§ Material supplied
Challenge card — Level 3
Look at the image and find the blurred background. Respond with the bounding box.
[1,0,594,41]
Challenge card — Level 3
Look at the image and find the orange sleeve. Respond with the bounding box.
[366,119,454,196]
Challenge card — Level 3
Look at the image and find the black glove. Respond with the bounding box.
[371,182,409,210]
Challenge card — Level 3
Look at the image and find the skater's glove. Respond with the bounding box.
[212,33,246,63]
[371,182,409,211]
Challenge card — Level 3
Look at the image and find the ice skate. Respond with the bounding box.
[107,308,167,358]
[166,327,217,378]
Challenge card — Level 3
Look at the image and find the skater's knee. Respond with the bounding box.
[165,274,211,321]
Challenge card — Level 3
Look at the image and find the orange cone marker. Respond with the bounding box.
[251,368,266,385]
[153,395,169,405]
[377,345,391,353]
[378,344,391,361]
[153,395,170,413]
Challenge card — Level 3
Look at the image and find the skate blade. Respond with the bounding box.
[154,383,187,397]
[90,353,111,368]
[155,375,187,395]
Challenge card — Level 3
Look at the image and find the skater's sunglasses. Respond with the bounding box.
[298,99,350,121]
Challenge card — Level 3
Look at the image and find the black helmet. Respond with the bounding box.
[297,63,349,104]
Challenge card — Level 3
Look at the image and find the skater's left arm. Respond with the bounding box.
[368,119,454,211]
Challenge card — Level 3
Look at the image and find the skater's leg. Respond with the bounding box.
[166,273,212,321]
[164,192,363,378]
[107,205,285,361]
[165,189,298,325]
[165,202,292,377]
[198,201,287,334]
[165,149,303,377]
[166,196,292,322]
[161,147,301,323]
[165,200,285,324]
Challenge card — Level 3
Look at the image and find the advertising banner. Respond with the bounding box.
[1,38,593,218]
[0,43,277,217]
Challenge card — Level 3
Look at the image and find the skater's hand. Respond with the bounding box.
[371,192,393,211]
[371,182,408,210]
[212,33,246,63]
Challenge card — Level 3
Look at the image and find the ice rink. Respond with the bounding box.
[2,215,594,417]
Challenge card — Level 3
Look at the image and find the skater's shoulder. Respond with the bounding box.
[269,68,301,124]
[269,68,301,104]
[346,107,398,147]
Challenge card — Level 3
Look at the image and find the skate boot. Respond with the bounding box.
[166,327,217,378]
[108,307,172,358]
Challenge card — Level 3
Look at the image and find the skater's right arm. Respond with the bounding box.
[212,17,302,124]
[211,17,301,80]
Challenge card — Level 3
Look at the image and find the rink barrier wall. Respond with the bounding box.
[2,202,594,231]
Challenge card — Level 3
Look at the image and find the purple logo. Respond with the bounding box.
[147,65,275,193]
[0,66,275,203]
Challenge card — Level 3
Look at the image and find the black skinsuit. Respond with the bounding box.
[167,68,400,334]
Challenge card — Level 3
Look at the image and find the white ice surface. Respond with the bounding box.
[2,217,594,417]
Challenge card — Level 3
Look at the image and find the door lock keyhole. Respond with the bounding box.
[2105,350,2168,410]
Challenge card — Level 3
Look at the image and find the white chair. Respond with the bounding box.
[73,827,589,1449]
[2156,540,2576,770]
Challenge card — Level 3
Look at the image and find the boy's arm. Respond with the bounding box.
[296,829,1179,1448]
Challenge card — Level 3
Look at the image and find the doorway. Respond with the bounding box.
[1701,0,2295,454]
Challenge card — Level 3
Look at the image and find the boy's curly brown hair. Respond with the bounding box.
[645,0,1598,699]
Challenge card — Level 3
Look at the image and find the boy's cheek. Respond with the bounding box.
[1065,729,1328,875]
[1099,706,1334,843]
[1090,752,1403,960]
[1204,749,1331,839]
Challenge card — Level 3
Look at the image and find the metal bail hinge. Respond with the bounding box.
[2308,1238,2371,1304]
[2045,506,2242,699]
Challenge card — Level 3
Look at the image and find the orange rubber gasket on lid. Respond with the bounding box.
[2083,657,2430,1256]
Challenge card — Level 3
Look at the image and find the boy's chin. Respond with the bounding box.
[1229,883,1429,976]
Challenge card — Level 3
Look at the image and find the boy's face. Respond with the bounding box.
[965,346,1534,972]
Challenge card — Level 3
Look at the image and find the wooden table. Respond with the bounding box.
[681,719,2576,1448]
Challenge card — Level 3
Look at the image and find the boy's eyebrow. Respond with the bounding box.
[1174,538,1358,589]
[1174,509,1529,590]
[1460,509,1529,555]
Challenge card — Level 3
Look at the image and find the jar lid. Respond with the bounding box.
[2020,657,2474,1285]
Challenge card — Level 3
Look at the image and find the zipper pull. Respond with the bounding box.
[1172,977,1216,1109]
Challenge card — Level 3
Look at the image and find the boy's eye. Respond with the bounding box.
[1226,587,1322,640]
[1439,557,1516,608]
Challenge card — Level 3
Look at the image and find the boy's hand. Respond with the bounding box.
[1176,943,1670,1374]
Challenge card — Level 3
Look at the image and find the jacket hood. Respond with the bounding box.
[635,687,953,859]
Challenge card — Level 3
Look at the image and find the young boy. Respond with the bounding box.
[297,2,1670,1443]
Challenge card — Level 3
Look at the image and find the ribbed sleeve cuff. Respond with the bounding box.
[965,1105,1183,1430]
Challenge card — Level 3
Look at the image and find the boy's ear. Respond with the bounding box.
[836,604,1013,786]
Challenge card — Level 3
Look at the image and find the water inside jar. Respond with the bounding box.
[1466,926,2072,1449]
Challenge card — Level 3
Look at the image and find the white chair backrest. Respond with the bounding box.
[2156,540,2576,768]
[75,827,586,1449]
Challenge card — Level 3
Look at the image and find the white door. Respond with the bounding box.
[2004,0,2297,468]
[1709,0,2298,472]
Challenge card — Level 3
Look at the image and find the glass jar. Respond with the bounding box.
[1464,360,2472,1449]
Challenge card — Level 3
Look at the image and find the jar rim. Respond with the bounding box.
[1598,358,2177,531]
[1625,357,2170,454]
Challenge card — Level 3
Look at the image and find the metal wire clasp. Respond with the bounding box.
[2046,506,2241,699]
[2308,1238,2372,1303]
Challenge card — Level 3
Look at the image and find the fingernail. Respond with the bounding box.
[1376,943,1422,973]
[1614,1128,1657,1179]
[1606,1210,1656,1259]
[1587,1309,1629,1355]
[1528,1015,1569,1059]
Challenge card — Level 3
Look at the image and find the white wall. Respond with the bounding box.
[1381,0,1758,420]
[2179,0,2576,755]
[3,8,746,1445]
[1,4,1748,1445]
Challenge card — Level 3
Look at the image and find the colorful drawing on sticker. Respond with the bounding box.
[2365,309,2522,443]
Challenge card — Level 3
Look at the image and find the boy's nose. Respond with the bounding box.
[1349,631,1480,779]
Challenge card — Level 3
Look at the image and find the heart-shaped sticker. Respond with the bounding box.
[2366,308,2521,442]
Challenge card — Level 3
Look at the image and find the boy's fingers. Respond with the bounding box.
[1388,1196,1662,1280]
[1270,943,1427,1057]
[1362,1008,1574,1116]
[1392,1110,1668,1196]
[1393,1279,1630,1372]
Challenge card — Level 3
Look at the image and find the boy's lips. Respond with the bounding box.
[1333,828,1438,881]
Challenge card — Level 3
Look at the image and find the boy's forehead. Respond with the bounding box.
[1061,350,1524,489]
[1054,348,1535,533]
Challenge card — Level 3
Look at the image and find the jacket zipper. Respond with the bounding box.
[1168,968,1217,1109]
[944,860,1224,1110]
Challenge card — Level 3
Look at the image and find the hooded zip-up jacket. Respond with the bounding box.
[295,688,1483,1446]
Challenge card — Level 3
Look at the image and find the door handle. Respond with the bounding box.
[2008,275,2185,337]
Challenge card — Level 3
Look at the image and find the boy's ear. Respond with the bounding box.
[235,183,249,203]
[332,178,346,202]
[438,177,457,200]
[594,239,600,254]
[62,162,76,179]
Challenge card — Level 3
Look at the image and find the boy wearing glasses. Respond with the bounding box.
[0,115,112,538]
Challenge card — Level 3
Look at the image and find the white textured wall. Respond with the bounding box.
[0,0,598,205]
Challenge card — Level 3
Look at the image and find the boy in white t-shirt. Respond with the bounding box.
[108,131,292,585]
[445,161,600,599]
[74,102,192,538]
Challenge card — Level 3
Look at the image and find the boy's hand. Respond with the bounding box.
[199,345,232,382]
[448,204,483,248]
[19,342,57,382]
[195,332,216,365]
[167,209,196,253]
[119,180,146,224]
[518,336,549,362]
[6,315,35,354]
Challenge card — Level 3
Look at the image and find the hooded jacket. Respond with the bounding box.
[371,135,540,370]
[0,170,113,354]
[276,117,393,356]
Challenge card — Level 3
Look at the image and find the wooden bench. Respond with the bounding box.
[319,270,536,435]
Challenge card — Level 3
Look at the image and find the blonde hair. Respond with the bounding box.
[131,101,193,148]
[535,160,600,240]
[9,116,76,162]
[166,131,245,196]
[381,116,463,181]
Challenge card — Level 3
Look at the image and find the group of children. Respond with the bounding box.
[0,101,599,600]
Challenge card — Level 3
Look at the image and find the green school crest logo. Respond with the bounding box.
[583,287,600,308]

§ Your goal
Quote only the lines from the line containing "Look at the image and find the group" through the end of the listing, please, keeping both the first and the last line.

§ Answer section
Look at the image and find the group of children. Respond with the bounding box.
[0,101,599,600]
Challenge card — Level 3
Look at the image and find the green school crest logo. Respond with the bounding box.
[583,287,600,308]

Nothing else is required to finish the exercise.